- [PROVIDED TEXT]
== == ==

By Patrick Wade URBANA, ILL.
The company owned by Jacksonville Jaguars owner Shad Khan is facing $57,000 in fines after the Occupational Safety and Health Administration found “serious” violations affecting workers at one of its plant. Workers at Flex-N-Gate Corp.’s plant in Urbana, known as Guardian West, were exposed to dangerous chemicals and did not receive proper training, examinations and monitoring from their employer, an OSHA spokeswoman told the News-Gazette.
Representatives for the company could not be reached for comment by the News-Gazette on Thursday or by the Times-Union on Saturday.
Flex-N-Gate Corp., headquartered in Urbana, is a manufacturer of bumpers and other parts for the automotive industry. The company employs more than 12,450 people at 50 manufacturing and nine product development and engineering facilities throughout the United States, Canada, Mexico, Argentina, Brazil and Spain.
OSHA issued the citation for nine violations on Thursday resulting from a December 2011 inspection. All were classified as serious, which “occurs when there is substantial probability that death or serious physical harm could result from a hazard about which the employer knew or should have known,” according to an OSHA news release.
Four of the nine cite inadequate medical surveillance for workers exposed to chromium and chromic acid.
“Chromium produces small dust particles that, when breathed, can be dangerous to your health,” OSHA spokeswoman Rhonda Burke said.
The chemical can irritate or damage workers’ noses, throats and lungs, according to OSHA, and may cause lung cancer if inhaled at high levels.
Flex-N-Gate failed to provide periodic examinations of exposed body parts, especially nostrils; implement an effective respiratory program that includes training; identify and evaluate respiratory hazards; provide medical evaluations for respirator use; and provide fit-testing for respirators, OSHA stated.

== == ==

- [DATA FOR ANALYSIS]
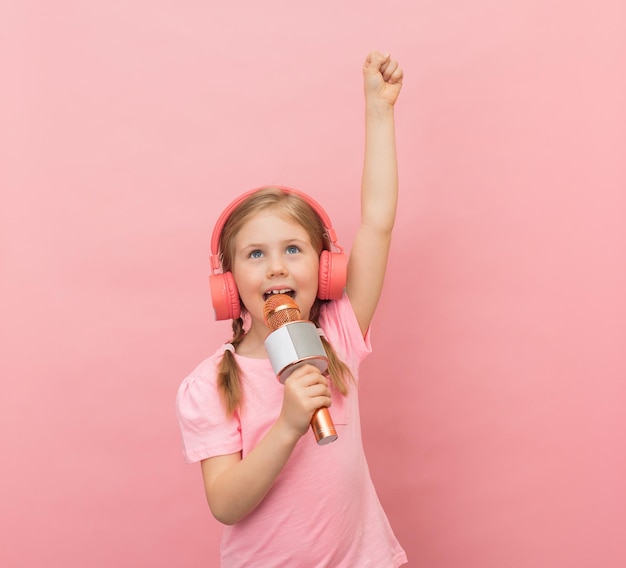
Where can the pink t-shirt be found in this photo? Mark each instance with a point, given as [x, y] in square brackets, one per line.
[322, 510]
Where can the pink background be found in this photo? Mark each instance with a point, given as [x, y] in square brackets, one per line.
[493, 405]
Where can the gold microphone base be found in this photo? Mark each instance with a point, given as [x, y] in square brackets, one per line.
[323, 427]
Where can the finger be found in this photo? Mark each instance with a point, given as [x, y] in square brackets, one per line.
[374, 61]
[396, 76]
[388, 69]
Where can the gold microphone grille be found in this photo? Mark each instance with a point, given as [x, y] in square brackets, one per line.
[280, 309]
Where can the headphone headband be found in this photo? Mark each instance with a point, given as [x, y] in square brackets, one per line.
[223, 218]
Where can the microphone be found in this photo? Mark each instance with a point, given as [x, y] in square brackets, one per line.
[292, 343]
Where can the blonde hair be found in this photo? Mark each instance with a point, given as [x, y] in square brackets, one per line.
[298, 210]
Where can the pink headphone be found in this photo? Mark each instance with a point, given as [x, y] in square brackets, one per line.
[332, 272]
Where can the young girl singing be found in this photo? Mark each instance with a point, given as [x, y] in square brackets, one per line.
[287, 501]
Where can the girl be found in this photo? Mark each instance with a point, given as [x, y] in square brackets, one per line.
[287, 501]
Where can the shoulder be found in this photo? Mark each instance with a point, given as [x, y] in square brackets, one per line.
[340, 325]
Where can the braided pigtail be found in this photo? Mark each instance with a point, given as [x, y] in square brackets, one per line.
[338, 371]
[228, 373]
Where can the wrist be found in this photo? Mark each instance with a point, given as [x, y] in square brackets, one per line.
[379, 108]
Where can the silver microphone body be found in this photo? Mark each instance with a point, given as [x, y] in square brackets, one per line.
[293, 343]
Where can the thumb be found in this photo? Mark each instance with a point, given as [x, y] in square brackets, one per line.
[374, 61]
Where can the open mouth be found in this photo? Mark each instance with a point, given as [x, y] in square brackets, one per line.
[288, 291]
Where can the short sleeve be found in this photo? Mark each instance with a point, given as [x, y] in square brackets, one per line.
[205, 428]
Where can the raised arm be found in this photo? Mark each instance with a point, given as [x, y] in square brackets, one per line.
[379, 187]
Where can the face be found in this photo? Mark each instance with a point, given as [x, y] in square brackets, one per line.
[274, 254]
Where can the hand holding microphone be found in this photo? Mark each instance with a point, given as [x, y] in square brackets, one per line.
[293, 343]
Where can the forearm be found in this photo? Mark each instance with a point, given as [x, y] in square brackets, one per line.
[379, 186]
[239, 489]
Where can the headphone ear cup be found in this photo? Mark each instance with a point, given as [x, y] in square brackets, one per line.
[332, 275]
[225, 296]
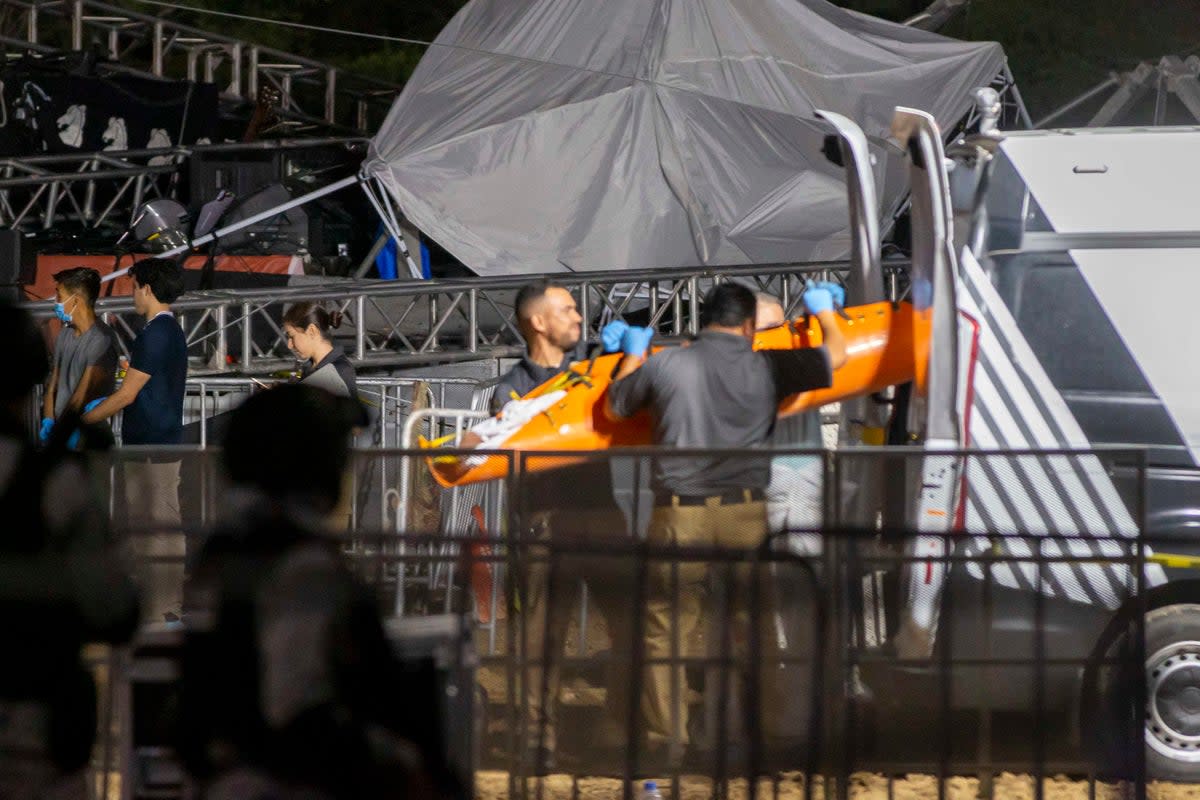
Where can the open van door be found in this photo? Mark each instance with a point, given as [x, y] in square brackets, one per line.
[863, 419]
[937, 403]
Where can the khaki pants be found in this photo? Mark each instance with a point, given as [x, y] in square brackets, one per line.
[676, 594]
[151, 497]
[551, 602]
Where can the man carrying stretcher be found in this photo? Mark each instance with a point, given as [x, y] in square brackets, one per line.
[718, 392]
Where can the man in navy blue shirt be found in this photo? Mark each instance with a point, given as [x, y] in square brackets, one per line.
[153, 398]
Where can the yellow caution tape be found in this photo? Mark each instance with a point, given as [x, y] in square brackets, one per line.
[1175, 560]
[429, 444]
[874, 437]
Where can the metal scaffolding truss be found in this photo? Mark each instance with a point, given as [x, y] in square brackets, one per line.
[1169, 77]
[431, 322]
[103, 190]
[312, 91]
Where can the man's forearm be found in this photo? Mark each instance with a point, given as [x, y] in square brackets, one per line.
[48, 397]
[109, 407]
[833, 338]
[628, 365]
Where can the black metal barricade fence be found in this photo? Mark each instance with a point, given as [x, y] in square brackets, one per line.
[867, 659]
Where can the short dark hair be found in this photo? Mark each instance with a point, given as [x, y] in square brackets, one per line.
[727, 305]
[305, 313]
[532, 293]
[162, 275]
[83, 280]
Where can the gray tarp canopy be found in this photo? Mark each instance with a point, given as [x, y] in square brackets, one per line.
[606, 134]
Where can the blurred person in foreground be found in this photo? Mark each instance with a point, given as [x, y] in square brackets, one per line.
[61, 585]
[153, 400]
[84, 364]
[289, 686]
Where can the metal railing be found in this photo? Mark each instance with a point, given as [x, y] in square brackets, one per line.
[785, 689]
[313, 92]
[413, 323]
[390, 401]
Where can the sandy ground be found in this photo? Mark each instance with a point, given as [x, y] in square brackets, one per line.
[495, 786]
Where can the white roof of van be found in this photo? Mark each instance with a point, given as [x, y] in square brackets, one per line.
[1110, 180]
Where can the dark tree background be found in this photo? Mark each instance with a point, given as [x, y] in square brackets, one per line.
[1056, 48]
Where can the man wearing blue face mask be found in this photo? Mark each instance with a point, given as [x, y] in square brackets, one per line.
[84, 367]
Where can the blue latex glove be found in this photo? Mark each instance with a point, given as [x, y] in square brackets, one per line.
[817, 299]
[612, 334]
[839, 294]
[636, 341]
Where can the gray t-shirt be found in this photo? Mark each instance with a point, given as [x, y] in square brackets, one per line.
[72, 356]
[718, 392]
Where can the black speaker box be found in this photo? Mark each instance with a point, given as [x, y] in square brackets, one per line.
[438, 660]
[18, 263]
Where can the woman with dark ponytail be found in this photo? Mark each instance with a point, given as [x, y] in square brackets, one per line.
[307, 326]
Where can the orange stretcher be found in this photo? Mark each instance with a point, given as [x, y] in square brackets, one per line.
[880, 353]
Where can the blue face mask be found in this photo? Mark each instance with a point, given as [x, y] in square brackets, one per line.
[61, 313]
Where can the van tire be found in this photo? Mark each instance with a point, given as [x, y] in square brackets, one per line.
[1169, 729]
[1173, 693]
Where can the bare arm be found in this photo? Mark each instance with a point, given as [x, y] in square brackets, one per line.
[833, 338]
[48, 397]
[135, 380]
[627, 367]
[91, 376]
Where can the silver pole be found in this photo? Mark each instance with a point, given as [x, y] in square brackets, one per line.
[250, 221]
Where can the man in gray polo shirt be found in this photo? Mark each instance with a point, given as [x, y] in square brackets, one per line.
[84, 365]
[718, 392]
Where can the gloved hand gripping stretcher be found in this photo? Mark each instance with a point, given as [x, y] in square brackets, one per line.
[567, 411]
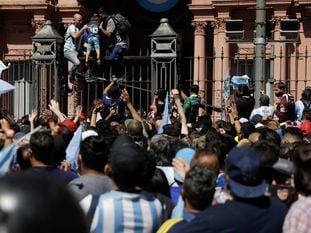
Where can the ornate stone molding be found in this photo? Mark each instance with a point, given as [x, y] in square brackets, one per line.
[199, 26]
[277, 19]
[219, 24]
[37, 24]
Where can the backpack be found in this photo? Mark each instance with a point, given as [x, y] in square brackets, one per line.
[291, 114]
[307, 105]
[193, 110]
[122, 24]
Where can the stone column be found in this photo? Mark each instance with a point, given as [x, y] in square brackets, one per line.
[279, 49]
[221, 59]
[199, 69]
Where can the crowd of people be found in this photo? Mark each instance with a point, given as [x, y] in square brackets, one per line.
[102, 33]
[114, 169]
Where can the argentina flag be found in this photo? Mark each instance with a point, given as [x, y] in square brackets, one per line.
[157, 5]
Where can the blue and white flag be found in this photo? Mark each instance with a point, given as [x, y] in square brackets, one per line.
[72, 150]
[157, 5]
[6, 156]
[166, 117]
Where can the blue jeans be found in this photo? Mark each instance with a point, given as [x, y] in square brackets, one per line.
[72, 56]
[116, 54]
[92, 41]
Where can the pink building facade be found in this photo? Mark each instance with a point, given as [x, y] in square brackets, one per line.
[213, 57]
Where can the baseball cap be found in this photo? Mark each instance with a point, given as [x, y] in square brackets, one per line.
[133, 126]
[187, 154]
[244, 168]
[88, 133]
[264, 100]
[306, 127]
[284, 166]
[72, 126]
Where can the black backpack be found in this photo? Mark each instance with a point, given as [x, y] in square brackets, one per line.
[122, 24]
[193, 111]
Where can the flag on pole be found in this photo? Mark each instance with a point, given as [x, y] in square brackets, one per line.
[3, 67]
[72, 150]
[9, 153]
[6, 156]
[166, 118]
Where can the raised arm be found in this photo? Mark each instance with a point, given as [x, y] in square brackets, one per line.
[54, 107]
[113, 82]
[183, 119]
[126, 99]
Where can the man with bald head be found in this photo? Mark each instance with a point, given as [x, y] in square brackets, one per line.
[73, 37]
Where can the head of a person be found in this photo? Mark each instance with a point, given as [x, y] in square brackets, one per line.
[77, 19]
[186, 154]
[245, 174]
[159, 183]
[194, 89]
[134, 127]
[37, 204]
[269, 154]
[206, 158]
[291, 135]
[279, 89]
[306, 94]
[199, 187]
[161, 94]
[264, 100]
[305, 128]
[127, 164]
[41, 144]
[172, 130]
[242, 90]
[161, 148]
[103, 12]
[114, 92]
[94, 151]
[306, 114]
[302, 172]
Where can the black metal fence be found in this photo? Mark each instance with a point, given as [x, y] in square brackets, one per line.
[296, 73]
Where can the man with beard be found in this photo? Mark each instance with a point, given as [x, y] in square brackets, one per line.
[285, 106]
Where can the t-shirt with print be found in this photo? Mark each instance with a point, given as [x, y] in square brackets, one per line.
[72, 44]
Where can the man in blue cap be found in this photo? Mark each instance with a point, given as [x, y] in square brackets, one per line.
[250, 210]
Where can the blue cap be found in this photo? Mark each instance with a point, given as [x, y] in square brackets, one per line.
[244, 168]
[187, 154]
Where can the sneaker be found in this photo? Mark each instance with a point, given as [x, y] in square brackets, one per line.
[101, 78]
[90, 79]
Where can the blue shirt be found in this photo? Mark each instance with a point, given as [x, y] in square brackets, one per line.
[126, 212]
[261, 215]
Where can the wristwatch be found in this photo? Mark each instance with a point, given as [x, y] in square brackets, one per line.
[236, 118]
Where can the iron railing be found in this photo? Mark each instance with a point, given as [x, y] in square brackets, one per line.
[296, 73]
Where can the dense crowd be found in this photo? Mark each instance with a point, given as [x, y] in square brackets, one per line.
[112, 168]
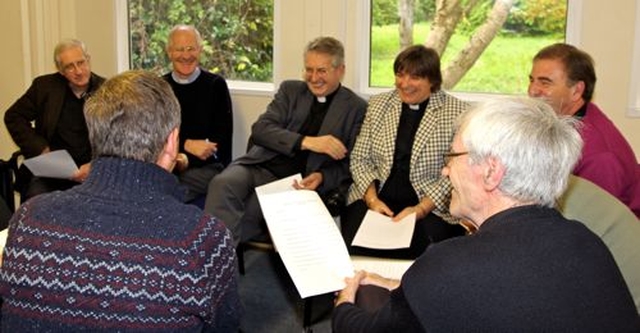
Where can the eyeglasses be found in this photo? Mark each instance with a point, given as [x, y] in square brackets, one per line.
[321, 72]
[451, 155]
[70, 67]
[187, 49]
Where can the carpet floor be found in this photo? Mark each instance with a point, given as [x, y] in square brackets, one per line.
[272, 303]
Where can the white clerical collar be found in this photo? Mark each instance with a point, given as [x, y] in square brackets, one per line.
[189, 79]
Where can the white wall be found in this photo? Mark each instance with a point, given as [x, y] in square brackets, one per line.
[32, 27]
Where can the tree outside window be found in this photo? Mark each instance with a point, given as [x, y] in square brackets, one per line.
[237, 35]
[486, 45]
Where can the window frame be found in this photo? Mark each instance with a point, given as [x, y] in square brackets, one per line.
[362, 61]
[363, 19]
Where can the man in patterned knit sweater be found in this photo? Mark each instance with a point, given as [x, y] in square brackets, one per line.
[121, 252]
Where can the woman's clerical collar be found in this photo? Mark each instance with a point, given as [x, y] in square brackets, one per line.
[418, 107]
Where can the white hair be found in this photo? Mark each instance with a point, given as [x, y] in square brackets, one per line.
[537, 147]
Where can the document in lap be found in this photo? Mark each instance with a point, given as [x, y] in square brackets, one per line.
[306, 236]
[56, 164]
[375, 230]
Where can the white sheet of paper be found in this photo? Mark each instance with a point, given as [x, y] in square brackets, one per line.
[378, 231]
[308, 241]
[389, 268]
[56, 164]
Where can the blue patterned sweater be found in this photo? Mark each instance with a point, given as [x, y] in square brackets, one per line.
[119, 252]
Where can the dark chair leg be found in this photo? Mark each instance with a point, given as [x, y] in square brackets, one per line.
[240, 256]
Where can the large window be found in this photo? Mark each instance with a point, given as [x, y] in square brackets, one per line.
[486, 45]
[237, 34]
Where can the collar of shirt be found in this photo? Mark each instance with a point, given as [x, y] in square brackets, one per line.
[189, 79]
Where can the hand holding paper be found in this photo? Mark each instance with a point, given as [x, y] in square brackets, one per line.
[378, 231]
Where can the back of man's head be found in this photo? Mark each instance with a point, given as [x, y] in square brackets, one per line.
[131, 116]
[537, 147]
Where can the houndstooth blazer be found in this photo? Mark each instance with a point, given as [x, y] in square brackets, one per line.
[372, 156]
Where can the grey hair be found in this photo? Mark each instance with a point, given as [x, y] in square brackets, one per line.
[183, 27]
[66, 44]
[329, 46]
[131, 116]
[537, 147]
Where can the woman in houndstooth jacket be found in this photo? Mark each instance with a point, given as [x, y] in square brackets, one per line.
[399, 154]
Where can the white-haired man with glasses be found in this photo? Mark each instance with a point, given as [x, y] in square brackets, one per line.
[527, 268]
[54, 103]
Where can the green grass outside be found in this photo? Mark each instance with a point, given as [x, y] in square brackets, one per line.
[502, 68]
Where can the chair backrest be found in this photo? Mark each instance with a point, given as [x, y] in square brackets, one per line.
[7, 178]
[612, 221]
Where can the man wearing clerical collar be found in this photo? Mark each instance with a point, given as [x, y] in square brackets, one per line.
[308, 128]
[206, 130]
[54, 103]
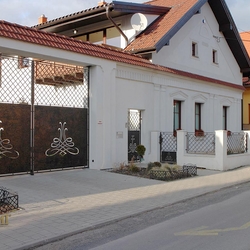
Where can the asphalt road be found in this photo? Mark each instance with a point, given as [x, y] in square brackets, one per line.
[219, 220]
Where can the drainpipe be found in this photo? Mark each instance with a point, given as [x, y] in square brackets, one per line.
[110, 18]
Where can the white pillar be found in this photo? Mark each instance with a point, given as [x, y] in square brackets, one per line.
[181, 147]
[220, 149]
[155, 147]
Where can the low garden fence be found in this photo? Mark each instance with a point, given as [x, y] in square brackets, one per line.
[237, 143]
[202, 144]
[172, 174]
[8, 200]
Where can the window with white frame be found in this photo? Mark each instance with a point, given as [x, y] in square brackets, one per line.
[194, 49]
[198, 119]
[224, 117]
[215, 56]
[176, 115]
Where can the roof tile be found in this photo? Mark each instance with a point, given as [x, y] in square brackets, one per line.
[162, 25]
[31, 35]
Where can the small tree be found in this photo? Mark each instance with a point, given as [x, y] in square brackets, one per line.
[140, 149]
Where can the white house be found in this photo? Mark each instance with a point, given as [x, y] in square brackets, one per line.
[186, 78]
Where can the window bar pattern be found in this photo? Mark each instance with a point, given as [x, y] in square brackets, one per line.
[237, 143]
[201, 144]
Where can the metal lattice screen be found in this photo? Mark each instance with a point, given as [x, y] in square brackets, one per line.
[237, 143]
[134, 120]
[168, 142]
[204, 144]
[35, 98]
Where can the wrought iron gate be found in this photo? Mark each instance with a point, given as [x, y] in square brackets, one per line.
[43, 114]
[168, 147]
[134, 134]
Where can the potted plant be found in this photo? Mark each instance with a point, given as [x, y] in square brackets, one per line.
[140, 149]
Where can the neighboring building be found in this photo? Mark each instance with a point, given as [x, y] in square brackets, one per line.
[187, 76]
[245, 36]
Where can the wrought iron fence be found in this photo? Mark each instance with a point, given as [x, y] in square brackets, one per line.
[204, 144]
[168, 147]
[237, 143]
[8, 200]
[171, 174]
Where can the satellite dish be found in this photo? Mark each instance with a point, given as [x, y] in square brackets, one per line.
[139, 22]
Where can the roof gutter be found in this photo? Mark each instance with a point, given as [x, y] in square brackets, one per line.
[117, 27]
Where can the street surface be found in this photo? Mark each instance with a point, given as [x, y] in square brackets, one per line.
[219, 220]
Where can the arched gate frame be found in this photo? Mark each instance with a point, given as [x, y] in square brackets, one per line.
[43, 115]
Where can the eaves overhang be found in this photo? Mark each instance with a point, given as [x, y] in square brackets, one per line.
[98, 14]
[165, 40]
[229, 30]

== == ==

- [WORK INSTRUCTION 1]
Summarize the report on OSHA's fines against Flex-N-Gate in two sentences.
- [WORK INSTRUCTION 2]
Pick up the report on OSHA's fines against Flex-N-Gate and continue it past its last sentence.
The items are not needed for this work.

- [WRITTEN RESPONSE 1]
Flex-N-Gate Corp., an Urbana-based automotive parts maker owned by Jacksonville Jaguars owner Shad Khan, faces $57,000 in fines after OSHA cited nine serious violations at its Guardian West plant in Urbana following a December 2011 inspection. Four of the violations involve inadequate medical surveillance of workers exposed to chromium and chromic acid, which can damage the nose, throat and lungs and may cause lung cancer at high levels.

- [WRITTEN RESPONSE 2]
The remaining violations were issued for Flex-N-Gate’s failure to monitor the average exposure to chromium for each employee; maintain surfaces free of chromium accumulations; provide effective information and training on hazardous chemicals in the work area during a worker’s initial assignment or when a new hazard is introduced to the work area; and provide medical examinations for chromium exposure while ensuring that the medical professional conducting exams has copies of the exposure standards as well as a description of employees’ duties.
Part of the problem, Burke said, was that Flex-N-Gate did not adequately communicate training and hazards to its employees. The plant has a high concentration of Congolese workers whose native language is French.
Flex-N-Gate has 15 business days to fix the violations, request an informal conference with OSHA’s area director, or contest the findings before the independent Occupational Safety and Health Review Commission.
Guardian West previously was inspected by OSHA in October 2010, resulting in citations for two serious violations.